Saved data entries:
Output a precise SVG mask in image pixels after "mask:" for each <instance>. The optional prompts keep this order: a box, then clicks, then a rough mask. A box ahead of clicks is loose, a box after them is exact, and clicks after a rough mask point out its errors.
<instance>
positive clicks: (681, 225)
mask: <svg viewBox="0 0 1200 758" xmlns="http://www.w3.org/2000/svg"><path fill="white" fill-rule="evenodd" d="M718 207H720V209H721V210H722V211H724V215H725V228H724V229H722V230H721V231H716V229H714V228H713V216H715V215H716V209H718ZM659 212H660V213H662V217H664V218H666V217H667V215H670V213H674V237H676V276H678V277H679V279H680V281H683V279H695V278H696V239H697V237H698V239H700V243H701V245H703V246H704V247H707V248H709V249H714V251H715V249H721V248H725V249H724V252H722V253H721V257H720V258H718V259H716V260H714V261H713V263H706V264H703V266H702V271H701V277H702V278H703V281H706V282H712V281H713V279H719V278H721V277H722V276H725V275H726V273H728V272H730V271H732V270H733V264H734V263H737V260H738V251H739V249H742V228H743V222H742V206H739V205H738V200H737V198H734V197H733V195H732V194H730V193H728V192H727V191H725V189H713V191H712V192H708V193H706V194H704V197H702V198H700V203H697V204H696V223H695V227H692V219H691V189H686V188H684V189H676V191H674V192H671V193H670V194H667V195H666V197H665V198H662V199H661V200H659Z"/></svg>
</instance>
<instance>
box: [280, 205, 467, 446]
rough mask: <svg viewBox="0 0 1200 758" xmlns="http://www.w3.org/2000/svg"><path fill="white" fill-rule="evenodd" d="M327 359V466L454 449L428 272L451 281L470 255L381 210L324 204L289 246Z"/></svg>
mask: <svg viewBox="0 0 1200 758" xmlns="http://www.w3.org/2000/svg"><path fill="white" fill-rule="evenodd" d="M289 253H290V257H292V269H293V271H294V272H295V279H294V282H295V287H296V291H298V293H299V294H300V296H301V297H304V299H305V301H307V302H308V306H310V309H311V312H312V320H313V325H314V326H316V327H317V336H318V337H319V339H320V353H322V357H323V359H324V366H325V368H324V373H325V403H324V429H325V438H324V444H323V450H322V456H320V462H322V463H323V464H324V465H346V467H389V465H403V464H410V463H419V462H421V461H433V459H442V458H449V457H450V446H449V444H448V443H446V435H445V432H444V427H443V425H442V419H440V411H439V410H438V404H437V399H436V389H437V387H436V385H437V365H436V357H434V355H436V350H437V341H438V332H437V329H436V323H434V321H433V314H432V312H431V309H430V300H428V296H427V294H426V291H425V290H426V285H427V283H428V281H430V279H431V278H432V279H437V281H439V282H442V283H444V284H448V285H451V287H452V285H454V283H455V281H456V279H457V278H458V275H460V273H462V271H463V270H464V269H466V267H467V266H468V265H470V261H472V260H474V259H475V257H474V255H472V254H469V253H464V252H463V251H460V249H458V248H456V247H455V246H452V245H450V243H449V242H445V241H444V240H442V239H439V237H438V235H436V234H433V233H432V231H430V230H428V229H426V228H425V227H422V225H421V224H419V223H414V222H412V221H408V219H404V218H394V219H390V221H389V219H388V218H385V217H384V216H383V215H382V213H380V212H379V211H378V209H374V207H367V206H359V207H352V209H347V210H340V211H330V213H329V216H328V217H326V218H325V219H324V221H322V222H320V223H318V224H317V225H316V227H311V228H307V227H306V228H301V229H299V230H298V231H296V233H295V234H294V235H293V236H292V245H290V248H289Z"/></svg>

## BRIEF
Count the lines in the material above that contain the string "clicks", treating case as significant. Give only the number.

## RESPONSE BELOW
2